Exercise objective: Find every line in the listing below that contains the word "wicker", and copy each of those lines.

Dataset records:
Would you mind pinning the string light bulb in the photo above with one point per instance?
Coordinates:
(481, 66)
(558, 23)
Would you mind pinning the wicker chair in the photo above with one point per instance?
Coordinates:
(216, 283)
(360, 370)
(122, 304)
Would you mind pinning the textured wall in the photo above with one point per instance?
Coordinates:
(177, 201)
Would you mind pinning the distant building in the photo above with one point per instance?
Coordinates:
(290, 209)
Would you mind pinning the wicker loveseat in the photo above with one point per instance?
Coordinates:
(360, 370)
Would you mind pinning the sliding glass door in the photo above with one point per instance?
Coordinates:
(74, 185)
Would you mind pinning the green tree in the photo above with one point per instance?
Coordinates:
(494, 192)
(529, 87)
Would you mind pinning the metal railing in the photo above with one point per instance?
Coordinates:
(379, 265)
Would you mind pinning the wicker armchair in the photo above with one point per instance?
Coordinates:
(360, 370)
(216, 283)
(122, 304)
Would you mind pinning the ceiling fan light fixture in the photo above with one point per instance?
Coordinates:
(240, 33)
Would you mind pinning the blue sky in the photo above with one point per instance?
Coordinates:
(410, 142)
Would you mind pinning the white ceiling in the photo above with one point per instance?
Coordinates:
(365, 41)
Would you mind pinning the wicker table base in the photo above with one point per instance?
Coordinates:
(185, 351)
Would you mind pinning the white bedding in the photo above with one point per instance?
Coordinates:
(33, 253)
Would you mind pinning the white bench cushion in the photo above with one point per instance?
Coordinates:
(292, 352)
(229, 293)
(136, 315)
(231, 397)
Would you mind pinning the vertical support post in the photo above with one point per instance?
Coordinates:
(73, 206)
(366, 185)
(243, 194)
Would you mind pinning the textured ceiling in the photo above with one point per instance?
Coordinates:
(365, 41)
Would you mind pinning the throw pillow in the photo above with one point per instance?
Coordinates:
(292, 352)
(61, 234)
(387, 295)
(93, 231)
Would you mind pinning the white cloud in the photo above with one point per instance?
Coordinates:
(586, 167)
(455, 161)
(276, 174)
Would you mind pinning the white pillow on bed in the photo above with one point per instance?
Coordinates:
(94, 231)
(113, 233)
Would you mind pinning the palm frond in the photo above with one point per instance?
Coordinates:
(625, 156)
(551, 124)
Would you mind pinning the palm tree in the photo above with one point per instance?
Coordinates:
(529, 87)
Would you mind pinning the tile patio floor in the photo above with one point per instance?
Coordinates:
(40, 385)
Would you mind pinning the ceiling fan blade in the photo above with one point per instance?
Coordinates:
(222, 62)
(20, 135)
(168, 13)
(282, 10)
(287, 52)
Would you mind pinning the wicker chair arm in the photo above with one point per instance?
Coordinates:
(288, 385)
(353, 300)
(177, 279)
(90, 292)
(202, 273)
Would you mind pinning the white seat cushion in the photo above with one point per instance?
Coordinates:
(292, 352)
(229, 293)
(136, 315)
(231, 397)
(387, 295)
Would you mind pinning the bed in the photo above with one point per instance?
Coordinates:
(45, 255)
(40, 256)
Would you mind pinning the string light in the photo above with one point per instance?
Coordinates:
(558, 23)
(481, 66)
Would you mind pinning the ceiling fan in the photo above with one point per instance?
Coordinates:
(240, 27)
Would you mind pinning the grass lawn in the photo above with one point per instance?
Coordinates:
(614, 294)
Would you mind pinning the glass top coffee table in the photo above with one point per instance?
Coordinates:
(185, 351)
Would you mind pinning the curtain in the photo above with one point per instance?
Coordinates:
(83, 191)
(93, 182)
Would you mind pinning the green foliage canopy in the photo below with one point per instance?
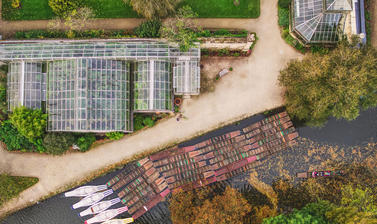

Task result:
Would you mind pinning the wicker chair in the photo above with one point per instance?
Would you mind pinning the wicker loveseat in the photo above with one point per instance?
Would you mind pinning the wicker armchair in the photo above with one point per instance?
Would you mind pinning the wicker table base in the photo above with one point per instance?
Would you mind pinning the wicker chair arm in the photo above with one point per instance?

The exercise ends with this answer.